WHAT TO DO: Each record should be set down again so that it matches the original exactly.
[EXERCISE DATA Boundary: Start]
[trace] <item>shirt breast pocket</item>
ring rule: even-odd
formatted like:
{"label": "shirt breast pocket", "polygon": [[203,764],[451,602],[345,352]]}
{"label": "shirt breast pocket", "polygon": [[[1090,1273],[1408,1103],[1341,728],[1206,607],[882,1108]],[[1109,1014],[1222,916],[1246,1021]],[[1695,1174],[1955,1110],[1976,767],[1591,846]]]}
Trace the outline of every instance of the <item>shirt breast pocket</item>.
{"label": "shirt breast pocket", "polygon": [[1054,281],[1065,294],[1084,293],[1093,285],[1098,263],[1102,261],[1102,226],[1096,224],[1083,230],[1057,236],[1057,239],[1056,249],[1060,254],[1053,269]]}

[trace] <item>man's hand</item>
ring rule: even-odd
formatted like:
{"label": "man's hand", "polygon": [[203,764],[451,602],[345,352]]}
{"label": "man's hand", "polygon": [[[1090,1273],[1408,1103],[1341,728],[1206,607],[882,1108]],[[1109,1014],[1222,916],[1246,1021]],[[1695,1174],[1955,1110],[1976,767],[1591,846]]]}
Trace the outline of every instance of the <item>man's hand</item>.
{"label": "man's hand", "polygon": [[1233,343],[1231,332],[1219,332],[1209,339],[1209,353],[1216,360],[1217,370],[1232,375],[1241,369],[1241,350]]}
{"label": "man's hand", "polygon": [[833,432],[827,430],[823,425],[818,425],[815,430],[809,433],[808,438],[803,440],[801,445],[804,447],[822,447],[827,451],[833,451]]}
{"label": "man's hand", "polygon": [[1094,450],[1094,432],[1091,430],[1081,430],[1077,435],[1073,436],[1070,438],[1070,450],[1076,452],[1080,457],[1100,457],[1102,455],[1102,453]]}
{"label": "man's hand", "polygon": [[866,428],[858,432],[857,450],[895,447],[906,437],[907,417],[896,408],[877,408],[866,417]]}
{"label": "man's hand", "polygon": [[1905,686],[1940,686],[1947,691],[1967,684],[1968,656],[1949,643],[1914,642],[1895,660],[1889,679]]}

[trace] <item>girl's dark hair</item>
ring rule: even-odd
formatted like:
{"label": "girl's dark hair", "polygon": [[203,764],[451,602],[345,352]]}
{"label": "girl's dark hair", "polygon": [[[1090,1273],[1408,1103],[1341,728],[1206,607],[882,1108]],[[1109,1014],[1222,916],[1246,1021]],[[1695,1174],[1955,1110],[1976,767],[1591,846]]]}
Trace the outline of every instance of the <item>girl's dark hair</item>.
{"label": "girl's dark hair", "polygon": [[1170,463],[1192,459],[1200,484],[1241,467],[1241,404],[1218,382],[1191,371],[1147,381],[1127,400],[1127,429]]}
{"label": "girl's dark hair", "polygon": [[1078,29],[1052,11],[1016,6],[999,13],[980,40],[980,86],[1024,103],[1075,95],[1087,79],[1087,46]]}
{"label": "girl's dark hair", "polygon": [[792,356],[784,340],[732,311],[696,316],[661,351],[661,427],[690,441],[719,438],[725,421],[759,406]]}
[EXERCISE DATA Boundary: End]
RESPONSE BELOW:
[trace] <item>shirt breast pocket</item>
ring rule: even-odd
formatted like:
{"label": "shirt breast pocket", "polygon": [[203,764],[451,602],[345,352]]}
{"label": "shirt breast pocket", "polygon": [[[1090,1273],[1408,1103],[1341,728],[1206,607],[882,1108]],[[1109,1014],[1222,916],[1246,1021]],[[1695,1174],[1955,1110],[1976,767],[1591,846]]]}
Trace the outline of every instance of the <item>shirt breast pocket</item>.
{"label": "shirt breast pocket", "polygon": [[1054,281],[1065,294],[1084,293],[1093,285],[1098,263],[1102,261],[1102,226],[1096,224],[1083,230],[1057,236],[1057,239],[1056,249],[1060,254],[1053,269]]}

[trace] <item>man's hand</item>
ring rule: even-odd
formatted like:
{"label": "man's hand", "polygon": [[203,764],[451,602],[345,352]]}
{"label": "man's hand", "polygon": [[[1090,1273],[1408,1103],[1341,728],[1206,607],[882,1108]],[[1109,1014],[1222,916],[1246,1021]],[[1695,1174],[1955,1110],[1976,767],[1591,846]]]}
Trace the outline of every instance of the <item>man's hand</item>.
{"label": "man's hand", "polygon": [[1233,343],[1231,332],[1219,332],[1209,339],[1209,353],[1216,360],[1217,370],[1232,375],[1241,369],[1241,350]]}
{"label": "man's hand", "polygon": [[833,432],[827,430],[823,425],[818,425],[815,430],[809,433],[808,438],[803,440],[801,445],[804,447],[822,447],[827,451],[833,451]]}
{"label": "man's hand", "polygon": [[1094,450],[1094,432],[1091,430],[1081,430],[1077,435],[1073,436],[1070,438],[1070,450],[1076,452],[1080,457],[1100,457],[1102,455],[1102,453]]}
{"label": "man's hand", "polygon": [[866,428],[858,432],[857,450],[895,447],[906,437],[907,417],[896,408],[877,408],[866,417]]}
{"label": "man's hand", "polygon": [[1905,686],[1940,686],[1947,691],[1967,684],[1968,656],[1949,643],[1914,642],[1895,660],[1889,679]]}

[trace] <item>girl's dark hair</item>
ring rule: even-odd
formatted like:
{"label": "girl's dark hair", "polygon": [[203,764],[451,602],[345,352]]}
{"label": "girl's dark hair", "polygon": [[[1090,1273],[1408,1103],[1341,728],[1206,607],[882,1108]],[[1109,1014],[1222,916],[1246,1021]],[[1695,1174],[1955,1110],[1976,767],[1591,846]]]}
Trace the outline of every instance of the <item>girl's dark hair</item>.
{"label": "girl's dark hair", "polygon": [[1170,463],[1192,459],[1200,484],[1241,467],[1241,404],[1218,382],[1191,371],[1147,381],[1127,400],[1127,429]]}
{"label": "girl's dark hair", "polygon": [[1078,29],[1052,11],[1016,6],[999,13],[980,40],[980,86],[1024,103],[1075,95],[1087,79],[1087,46]]}
{"label": "girl's dark hair", "polygon": [[792,356],[784,340],[732,311],[696,316],[661,351],[661,427],[690,441],[719,438],[725,421],[759,406]]}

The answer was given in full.